Work request - Go to the line below containing "In this exercise you will mark every instance of the white" and print exactly from there through the line containing "In this exercise you will mark every instance of the bare", both included. Print nothing else.

(Data provided begins)

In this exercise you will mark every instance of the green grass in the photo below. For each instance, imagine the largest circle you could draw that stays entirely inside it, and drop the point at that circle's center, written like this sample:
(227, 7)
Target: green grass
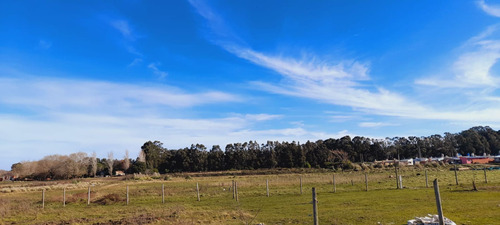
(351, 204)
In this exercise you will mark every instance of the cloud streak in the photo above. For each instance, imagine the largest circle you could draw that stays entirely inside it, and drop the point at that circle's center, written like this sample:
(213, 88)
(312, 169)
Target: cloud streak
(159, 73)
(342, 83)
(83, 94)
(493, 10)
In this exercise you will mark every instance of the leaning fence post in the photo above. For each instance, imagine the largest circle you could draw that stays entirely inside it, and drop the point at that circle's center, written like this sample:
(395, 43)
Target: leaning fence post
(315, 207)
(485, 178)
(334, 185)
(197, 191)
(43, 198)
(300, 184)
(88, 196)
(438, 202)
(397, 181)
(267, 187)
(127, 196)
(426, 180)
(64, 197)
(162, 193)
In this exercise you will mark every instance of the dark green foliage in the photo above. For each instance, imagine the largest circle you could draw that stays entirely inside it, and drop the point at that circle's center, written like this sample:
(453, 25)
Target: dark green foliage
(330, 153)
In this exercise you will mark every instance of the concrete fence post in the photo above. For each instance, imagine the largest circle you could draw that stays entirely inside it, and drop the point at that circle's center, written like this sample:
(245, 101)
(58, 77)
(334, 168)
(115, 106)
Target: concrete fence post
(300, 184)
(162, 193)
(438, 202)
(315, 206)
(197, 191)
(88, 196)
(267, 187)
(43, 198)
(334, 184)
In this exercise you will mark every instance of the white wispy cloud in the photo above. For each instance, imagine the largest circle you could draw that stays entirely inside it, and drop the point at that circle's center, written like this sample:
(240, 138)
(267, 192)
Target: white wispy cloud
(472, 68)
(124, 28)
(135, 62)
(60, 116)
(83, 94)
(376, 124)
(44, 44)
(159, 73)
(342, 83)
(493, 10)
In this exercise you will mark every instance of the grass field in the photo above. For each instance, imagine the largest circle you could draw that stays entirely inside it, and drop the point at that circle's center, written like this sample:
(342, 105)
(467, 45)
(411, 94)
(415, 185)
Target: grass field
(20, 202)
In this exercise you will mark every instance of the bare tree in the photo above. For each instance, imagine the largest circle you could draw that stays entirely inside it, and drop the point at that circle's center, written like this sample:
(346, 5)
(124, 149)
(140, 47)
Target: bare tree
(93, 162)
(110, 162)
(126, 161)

(Data provided ends)
(Data provided begins)

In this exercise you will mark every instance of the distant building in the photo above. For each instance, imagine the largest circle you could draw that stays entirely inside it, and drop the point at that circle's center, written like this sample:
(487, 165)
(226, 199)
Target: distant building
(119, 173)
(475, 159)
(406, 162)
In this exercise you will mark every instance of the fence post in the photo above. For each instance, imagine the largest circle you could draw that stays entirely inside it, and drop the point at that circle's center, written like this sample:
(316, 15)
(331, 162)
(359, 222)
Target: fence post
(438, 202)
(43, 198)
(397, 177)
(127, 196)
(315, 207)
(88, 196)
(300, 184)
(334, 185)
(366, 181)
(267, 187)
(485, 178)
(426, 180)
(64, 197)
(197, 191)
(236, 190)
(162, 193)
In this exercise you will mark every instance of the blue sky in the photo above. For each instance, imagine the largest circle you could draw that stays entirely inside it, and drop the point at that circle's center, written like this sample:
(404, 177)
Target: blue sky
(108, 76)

(Data provided ends)

Exercise solution -
In this exercise you will mark every instance of the white wispy cloud in the photo above. For each instance, imagine the largest circle you could draw that stays entirely inside it, and drop the point at that circle's center, written like this sample:
(240, 138)
(267, 192)
Target: white wispy cloud
(472, 68)
(124, 28)
(135, 62)
(60, 116)
(83, 94)
(376, 124)
(44, 44)
(159, 73)
(342, 83)
(493, 10)
In this exercise you will mark every instance of the grass field in the photo above. For each instance, imagine the largest circle you could draw that stays entirely inside it, and drop the point at that circle's center, written like this sample:
(342, 105)
(467, 45)
(411, 94)
(415, 185)
Target: grass field
(20, 202)
In this exercise you will mark every instance of the bare tree in the photo above. For each instance, imagine the largest circle you could draw that stays entirely inside it, and drop the point at that circle's center, written like this sample:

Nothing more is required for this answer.